Dataset entries
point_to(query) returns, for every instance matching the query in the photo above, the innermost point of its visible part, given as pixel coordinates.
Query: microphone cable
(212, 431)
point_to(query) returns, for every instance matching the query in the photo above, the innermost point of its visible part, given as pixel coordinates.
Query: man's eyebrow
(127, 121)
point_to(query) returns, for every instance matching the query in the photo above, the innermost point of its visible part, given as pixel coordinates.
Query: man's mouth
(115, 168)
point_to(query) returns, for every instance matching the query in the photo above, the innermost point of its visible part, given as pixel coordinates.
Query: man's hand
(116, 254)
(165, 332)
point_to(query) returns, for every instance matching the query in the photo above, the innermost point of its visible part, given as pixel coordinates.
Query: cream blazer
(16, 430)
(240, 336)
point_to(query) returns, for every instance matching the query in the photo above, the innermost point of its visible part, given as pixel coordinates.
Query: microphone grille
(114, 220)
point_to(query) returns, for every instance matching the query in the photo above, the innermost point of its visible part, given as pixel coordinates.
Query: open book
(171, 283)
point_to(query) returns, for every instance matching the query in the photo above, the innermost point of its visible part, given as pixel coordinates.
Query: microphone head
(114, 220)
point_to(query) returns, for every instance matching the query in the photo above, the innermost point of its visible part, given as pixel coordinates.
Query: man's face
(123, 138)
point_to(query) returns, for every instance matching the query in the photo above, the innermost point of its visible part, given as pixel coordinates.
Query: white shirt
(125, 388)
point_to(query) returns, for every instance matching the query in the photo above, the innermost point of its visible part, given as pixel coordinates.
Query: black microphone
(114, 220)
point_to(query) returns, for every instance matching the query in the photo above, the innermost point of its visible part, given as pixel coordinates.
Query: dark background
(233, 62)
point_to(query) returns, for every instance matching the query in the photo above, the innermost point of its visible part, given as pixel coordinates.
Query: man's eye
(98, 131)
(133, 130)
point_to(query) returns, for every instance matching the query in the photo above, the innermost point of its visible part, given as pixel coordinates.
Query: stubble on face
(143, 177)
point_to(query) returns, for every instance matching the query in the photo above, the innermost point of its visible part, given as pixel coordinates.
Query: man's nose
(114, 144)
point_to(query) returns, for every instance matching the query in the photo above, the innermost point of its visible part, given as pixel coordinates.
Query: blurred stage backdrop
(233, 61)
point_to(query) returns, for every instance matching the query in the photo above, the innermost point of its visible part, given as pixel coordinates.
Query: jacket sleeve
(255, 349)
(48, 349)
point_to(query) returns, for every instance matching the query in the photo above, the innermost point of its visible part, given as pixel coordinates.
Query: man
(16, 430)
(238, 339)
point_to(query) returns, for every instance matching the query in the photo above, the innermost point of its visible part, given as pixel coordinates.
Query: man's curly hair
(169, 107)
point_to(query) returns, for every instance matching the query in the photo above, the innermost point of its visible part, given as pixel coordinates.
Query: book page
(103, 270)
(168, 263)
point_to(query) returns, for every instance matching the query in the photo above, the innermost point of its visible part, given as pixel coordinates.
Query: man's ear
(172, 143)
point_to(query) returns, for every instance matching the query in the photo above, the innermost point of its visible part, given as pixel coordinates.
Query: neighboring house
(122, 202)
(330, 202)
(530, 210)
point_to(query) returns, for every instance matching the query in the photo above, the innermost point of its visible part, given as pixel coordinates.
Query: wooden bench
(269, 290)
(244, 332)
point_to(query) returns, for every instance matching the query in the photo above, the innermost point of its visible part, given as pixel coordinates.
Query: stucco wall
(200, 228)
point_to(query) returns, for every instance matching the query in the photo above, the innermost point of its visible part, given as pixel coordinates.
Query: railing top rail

## [TASK STATEMENT]
Please write out every record shown above exactly as it reads.

## [RESULT OF THIS TASK]
point_to(query) returns, for every instance matching the query in the photo above, the innermost point of its visible part, given as pixel coordinates.
Query: microphone cable
(212, 431)
point_to(query) returns, for every instance matching the query in the photo above, the innermost point of its visible part, given as pixel coordinates.
Query: man's eyebrow
(127, 121)
point_to(query) returns, for every instance matching the query in the photo above, the innermost point of its visible part, given as pixel coordinates.
Query: man's mouth
(115, 168)
point_to(query) returns, for every instance matching the query in the photo above, the innermost point of its visible part, given as pixel coordinates.
Query: man's hand
(116, 254)
(165, 332)
point_to(query) returns, for every instance matching the query in the photo above, the innermost point of its visible part, given as pixel coordinates.
Query: cream blazer
(16, 430)
(240, 336)
point_to(query) returns, for every instance matching the query in the photo above, the innermost point of its visible part, given as pixel coordinates.
Query: microphone grille
(114, 220)
point_to(query) returns, for every instance matching the query in the photo above, the innermost point of its visible part, given as pixel coordinates.
Query: open book
(171, 283)
point_to(query) returns, for every instance matching the query in the photo above, the innermost point of its visible part, given as pixel coordinates.
Query: microphone head
(114, 220)
point_to(query) returns, for every instance matching the query in the photo above, the innermost point of its visible part, given as pixel coordinates.
Query: man's face
(123, 138)
point_to(query) returns, for every instance matching the query in the photo above, the innermost point of its visible part, given as pixel coordinates.
Query: white shirt
(125, 388)
point_to(query) returns, for every instance matching the query in the photo above, the innermost point of its visible part, given as pixel coordinates.
Query: black microphone
(114, 220)
point_to(query) returns, for every instance matching the query in the photo above, the innermost point of its visible part, given as pixel coordinates.
Query: dark background
(233, 62)
point_to(query) returns, for every instance matching the query in the photo above, the innermost point of its visible part, given as pixel coordinates.
Query: man's eye
(98, 131)
(133, 130)
point_to(query) returns, for every instance matching the query in the photo above, the innermost point of its visible part, given as pixel coordinates.
Query: stubble on face
(143, 177)
point_to(query) returns, for every instance matching the query in the photo above, the innermost point of its visible part, given as pixel coordinates.
Query: man's nose
(114, 144)
point_to(query) returns, for every instance matching the query in the photo above, the innermost point of its visible part, given as pixel coordinates.
Query: blurred stage backdrop
(233, 61)
point_to(query) returns, for every instance matching the query in the photo above, the innermost point of its visible part, given as pixel coordinates.
Query: jacket sleeve
(255, 349)
(48, 349)
point_to(query) returns, for every instance matching the query in the photo above, the innermost point of its visible part, given as pixel coordinates.
Query: man
(16, 430)
(238, 339)
point_to(query) returns, for every instance matching the query in the photo above, the innermost point of its visible part, given as pixel coordinates.
Query: man's curly hair
(169, 107)
point_to(query) returns, for every instance matching the query in the photo above, the innermost point of its visible part, given as pixel coordinates.
Query: book page
(103, 270)
(168, 263)
point_to(query) returns, for every instance matching the query in the photo above, the innermost point of its visible part, given as pixel coordinates.
Query: man's ear
(172, 143)
point_to(query) returns, for every instance matching the query in the photo above, the innermost point of its visible part, given as pixel coordinates.
Query: neighboring house
(122, 202)
(330, 202)
(530, 210)
point_to(query) returns, for every instance matching the query in the photo above, the innermost point of its visible part, given as pixel coordinates.
Query: wooden bench
(269, 290)
(244, 332)
point_to(query) returns, for every instance matching the query in the photo above, the innermost point of its visible part, given as pixel coordinates.
Query: stucco wall
(200, 228)
point_to(query) returns, for every instance matching the query in the photo above, the innermost point of its visible part, given as pixel coordinates.
Query: railing top rail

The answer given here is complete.